Start of Records for the task
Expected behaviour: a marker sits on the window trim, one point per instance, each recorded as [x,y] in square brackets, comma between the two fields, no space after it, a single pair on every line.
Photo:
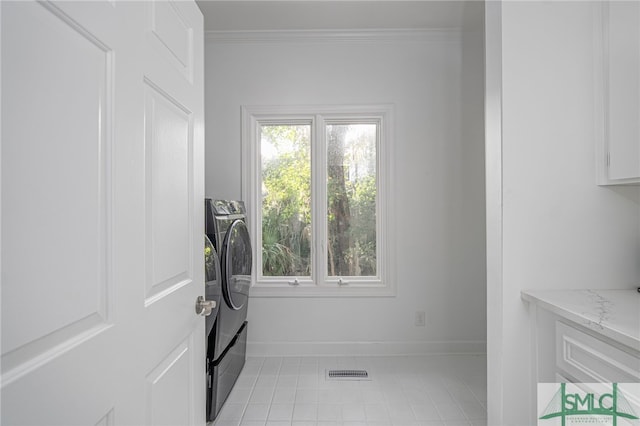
[319,285]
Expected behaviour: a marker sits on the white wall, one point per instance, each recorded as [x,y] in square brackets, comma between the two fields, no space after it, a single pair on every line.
[559,229]
[435,81]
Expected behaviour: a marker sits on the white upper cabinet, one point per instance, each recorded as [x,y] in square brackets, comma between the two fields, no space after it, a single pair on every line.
[618,81]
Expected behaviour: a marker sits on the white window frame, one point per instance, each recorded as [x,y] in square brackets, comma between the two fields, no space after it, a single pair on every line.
[319,284]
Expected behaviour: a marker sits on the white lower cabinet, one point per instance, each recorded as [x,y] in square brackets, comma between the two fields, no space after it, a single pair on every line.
[586,358]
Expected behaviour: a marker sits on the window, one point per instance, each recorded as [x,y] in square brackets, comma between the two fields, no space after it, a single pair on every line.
[315,181]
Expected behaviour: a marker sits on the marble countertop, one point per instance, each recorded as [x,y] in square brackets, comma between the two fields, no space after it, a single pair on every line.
[612,313]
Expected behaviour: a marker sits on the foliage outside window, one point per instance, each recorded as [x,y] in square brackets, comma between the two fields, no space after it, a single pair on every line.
[315,185]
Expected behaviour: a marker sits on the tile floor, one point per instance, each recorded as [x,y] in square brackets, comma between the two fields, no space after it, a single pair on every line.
[443,390]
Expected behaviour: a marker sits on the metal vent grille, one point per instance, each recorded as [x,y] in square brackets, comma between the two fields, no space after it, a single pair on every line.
[347,375]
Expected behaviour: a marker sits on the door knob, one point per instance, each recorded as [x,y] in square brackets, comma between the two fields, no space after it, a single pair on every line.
[204,307]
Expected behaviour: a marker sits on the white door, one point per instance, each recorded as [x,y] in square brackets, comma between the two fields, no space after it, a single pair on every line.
[102,222]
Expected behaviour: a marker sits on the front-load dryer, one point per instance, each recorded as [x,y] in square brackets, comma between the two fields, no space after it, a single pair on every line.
[226,345]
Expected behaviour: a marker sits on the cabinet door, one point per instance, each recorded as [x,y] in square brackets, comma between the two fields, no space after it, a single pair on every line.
[621,36]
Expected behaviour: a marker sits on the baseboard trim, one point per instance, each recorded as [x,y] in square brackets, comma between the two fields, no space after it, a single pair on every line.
[365,348]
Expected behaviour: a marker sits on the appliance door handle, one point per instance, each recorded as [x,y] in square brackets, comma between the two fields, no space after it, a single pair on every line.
[204,307]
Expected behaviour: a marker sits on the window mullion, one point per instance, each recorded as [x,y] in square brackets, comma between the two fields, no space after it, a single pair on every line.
[319,197]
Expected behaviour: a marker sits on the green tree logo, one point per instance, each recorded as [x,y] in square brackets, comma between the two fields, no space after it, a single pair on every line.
[585,407]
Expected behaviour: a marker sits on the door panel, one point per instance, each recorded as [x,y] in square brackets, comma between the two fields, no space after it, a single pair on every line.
[168,143]
[65,247]
[102,252]
[174,79]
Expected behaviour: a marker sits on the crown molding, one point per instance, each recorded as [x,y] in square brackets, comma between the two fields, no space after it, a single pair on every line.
[333,36]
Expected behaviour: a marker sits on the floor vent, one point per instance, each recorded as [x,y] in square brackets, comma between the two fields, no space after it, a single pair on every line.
[347,375]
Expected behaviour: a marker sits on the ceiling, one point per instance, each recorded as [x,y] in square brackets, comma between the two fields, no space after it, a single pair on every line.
[267,15]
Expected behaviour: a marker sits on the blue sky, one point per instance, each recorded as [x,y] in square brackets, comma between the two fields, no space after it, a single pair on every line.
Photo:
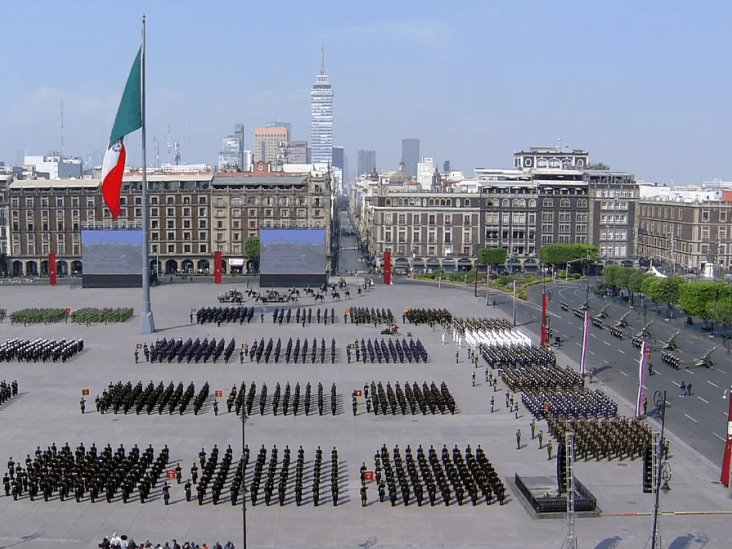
[642,85]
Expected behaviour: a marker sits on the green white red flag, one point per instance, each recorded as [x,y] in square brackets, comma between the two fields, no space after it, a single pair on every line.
[128,119]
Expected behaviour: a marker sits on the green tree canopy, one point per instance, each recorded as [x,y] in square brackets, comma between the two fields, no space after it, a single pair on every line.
[493,256]
[720,310]
[251,248]
[636,279]
[695,297]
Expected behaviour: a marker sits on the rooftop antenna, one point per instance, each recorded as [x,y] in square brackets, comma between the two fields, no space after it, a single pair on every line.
[322,57]
[62,127]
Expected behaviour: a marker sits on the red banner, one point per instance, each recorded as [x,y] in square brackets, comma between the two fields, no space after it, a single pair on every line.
[52,269]
[544,317]
[728,447]
[218,268]
[387,267]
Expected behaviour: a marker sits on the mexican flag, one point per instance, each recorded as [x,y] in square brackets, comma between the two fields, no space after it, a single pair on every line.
[128,119]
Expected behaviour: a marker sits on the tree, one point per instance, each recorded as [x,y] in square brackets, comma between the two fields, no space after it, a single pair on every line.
[720,310]
[251,250]
[694,297]
[493,256]
[561,254]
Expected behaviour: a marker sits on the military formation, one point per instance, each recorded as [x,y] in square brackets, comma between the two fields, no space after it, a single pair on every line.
[169,350]
[8,389]
[408,400]
[364,315]
[394,351]
[507,356]
[124,398]
[282,402]
[672,359]
[454,477]
[431,317]
[528,378]
[293,351]
[601,438]
[84,473]
[40,350]
[576,403]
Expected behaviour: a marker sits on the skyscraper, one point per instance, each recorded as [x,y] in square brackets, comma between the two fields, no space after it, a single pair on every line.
[366,161]
[410,155]
[321,116]
[232,153]
[339,157]
[269,143]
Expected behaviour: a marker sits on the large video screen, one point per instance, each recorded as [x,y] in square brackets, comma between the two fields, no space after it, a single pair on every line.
[292,251]
[111,252]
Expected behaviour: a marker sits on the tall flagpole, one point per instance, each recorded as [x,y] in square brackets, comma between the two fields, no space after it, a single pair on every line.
[147,322]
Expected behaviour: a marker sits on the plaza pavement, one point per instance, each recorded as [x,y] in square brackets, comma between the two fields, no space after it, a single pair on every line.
[696,510]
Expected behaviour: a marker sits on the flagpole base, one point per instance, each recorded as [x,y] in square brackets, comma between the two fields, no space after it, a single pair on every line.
[147,323]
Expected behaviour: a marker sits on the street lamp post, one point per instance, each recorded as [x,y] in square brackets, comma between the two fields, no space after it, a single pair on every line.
[244,474]
[659,400]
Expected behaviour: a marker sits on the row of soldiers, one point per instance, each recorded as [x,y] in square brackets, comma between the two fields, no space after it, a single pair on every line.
[219,315]
[506,356]
[364,315]
[432,317]
[80,472]
[410,399]
[528,378]
[190,350]
[467,476]
[123,397]
[8,389]
[299,352]
[376,350]
[481,324]
[40,350]
[280,401]
[569,404]
[617,437]
[303,316]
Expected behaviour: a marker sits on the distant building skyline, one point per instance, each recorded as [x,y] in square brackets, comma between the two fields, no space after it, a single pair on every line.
[232,150]
[268,141]
[321,116]
[365,161]
[410,155]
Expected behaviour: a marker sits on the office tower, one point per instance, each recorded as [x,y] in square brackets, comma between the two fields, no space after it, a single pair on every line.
[269,143]
[321,116]
[232,150]
[410,155]
[339,157]
[366,161]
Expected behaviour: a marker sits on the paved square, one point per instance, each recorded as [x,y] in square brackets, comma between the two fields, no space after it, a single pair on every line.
[47,410]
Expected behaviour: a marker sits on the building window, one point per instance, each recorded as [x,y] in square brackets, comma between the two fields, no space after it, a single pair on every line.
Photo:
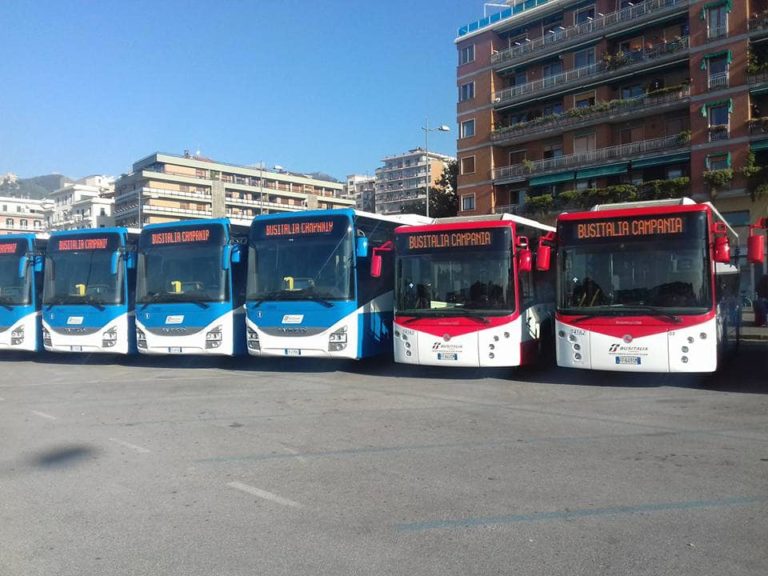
End of Records for the task
Written problem:
Locate each line in the entries above that contains the string "vent" and copy those lines out in full. Treat uppercase and lowercase letters as different.

Response to the task:
Expected behaviour: a marker sits on the metal vent grille, one point per instance, each recorded as [x,y] in square brackets, comma between the two fields, no space after it, a single pair on every line.
Expected behaviour: a marker sits on the floor vent, one point per instance, each recorded as [x,y] in square brackets, comma between the two fields, no space after it, a single pair on every line.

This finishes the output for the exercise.